The problem: Retrieve all lines below that have the string "target".

--*--

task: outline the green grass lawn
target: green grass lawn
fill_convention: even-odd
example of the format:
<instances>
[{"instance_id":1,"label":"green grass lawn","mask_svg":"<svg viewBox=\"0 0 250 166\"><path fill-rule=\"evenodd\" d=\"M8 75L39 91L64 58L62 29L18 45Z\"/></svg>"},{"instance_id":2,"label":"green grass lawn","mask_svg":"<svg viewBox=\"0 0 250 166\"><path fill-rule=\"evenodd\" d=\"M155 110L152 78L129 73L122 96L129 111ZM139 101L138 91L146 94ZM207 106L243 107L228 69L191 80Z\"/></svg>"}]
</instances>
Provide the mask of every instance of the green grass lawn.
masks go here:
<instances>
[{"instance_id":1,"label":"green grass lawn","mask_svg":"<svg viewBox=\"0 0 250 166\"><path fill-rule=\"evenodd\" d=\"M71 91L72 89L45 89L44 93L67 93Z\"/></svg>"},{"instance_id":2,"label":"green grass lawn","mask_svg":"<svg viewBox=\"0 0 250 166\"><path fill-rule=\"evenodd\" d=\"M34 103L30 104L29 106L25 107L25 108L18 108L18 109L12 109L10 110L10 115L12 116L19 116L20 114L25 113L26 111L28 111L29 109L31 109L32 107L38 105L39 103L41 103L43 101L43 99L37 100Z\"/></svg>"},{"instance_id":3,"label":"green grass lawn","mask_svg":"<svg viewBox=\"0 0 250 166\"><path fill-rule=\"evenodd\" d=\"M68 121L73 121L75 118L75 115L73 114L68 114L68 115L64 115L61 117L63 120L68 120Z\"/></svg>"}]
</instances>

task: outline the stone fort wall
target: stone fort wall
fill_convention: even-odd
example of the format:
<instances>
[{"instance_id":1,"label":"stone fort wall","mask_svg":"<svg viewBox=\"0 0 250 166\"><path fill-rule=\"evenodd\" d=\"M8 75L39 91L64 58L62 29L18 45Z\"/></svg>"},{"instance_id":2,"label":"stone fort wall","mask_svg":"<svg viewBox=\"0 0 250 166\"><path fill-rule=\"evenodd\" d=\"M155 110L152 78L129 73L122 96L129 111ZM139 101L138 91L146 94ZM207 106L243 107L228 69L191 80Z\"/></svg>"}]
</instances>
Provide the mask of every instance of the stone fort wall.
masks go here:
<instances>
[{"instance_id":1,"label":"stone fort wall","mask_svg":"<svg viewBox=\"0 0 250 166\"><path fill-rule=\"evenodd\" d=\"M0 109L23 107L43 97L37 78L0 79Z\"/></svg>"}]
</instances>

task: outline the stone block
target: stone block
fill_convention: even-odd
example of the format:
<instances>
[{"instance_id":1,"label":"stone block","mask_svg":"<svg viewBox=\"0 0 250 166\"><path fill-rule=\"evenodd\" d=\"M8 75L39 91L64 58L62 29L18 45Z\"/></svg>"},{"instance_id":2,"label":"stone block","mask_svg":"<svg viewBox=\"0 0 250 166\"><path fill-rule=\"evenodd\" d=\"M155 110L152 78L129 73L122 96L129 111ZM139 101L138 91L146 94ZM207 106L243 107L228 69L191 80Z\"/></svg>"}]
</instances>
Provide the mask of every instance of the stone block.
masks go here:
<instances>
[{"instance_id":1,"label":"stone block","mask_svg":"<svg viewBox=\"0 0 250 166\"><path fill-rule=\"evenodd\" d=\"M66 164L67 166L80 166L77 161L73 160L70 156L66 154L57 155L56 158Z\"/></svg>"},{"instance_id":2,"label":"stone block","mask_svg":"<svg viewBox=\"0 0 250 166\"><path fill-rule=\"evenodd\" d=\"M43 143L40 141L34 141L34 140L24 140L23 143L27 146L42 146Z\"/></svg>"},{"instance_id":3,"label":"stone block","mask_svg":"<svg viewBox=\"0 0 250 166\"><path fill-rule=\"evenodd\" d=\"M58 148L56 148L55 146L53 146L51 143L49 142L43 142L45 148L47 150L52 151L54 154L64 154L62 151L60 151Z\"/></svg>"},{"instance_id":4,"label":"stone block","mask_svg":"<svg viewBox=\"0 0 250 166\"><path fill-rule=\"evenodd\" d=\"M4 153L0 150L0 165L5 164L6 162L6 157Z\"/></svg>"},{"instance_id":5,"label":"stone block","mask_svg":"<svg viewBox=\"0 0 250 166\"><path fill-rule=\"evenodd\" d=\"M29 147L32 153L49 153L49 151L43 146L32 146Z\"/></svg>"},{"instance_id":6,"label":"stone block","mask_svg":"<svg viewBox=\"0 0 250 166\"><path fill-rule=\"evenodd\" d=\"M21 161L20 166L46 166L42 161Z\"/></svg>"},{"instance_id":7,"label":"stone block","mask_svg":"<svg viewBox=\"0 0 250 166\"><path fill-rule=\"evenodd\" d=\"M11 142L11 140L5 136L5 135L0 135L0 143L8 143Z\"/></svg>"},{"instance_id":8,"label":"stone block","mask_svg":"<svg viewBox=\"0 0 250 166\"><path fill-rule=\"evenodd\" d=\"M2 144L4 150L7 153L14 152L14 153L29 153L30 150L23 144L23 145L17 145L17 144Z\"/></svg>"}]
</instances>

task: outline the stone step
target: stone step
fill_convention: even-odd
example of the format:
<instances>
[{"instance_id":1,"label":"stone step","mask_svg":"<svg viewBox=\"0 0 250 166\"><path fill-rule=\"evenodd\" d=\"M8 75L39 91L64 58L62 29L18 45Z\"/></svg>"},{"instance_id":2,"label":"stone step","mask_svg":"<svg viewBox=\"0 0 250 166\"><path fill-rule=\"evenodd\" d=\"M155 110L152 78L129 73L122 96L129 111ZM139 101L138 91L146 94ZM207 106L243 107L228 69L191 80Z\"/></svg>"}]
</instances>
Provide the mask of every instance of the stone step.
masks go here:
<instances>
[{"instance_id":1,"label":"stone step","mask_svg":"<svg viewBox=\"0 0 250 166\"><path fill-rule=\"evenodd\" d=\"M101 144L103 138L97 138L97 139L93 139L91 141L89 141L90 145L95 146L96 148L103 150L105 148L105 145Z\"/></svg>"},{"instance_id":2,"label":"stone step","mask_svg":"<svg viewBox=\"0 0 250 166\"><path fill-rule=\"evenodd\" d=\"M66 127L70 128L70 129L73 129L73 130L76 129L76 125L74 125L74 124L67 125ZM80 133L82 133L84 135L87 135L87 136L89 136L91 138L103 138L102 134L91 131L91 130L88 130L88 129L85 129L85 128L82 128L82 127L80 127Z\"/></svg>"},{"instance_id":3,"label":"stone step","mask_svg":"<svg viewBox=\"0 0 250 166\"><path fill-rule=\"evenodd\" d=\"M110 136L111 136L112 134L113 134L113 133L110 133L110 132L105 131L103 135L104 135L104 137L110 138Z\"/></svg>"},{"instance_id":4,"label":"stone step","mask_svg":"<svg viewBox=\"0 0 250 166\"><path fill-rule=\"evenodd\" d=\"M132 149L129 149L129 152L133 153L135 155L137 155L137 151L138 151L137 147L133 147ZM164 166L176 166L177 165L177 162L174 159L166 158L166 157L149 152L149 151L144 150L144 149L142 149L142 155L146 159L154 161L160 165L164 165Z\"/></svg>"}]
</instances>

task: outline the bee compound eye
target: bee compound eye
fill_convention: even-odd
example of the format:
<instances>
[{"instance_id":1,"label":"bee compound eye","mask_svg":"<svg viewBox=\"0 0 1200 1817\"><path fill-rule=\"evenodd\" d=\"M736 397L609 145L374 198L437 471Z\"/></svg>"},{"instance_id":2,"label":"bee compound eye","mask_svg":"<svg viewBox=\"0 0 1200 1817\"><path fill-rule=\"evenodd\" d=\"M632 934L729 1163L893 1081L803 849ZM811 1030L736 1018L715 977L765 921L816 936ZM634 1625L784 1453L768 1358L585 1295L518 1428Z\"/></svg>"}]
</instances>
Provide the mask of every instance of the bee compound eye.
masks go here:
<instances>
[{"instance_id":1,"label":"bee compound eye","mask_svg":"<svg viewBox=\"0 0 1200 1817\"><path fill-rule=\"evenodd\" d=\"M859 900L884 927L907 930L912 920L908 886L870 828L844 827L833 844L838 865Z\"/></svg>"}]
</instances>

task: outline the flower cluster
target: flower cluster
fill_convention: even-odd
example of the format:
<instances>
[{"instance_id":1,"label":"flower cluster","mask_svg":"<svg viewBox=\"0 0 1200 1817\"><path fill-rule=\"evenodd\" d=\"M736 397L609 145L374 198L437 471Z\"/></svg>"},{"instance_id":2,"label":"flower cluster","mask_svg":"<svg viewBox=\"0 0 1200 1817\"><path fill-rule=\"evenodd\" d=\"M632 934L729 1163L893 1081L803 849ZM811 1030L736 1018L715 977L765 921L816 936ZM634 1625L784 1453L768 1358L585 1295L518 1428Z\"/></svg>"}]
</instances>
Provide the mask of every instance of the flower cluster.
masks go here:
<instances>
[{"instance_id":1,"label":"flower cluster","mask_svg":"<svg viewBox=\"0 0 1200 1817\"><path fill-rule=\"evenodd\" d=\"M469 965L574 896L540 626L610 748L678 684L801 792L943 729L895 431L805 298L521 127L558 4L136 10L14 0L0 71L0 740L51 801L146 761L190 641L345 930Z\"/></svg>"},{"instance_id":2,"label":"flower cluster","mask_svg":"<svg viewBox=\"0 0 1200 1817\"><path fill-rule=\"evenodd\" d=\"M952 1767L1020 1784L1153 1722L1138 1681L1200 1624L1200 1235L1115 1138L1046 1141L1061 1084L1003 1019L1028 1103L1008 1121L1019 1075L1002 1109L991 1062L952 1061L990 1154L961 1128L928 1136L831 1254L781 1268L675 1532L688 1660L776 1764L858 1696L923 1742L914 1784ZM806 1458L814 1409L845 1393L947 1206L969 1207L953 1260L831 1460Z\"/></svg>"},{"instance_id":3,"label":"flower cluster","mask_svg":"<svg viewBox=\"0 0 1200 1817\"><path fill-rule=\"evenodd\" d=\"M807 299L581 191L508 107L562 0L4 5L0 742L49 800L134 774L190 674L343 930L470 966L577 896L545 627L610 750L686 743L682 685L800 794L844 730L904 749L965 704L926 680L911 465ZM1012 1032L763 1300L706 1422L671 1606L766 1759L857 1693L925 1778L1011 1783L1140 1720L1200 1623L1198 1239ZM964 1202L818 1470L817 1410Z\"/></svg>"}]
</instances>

--*--

Finished task:
target: green grass lawn
target: stone fort wall
target: stone block
target: stone step
target: bee compound eye
target: flower cluster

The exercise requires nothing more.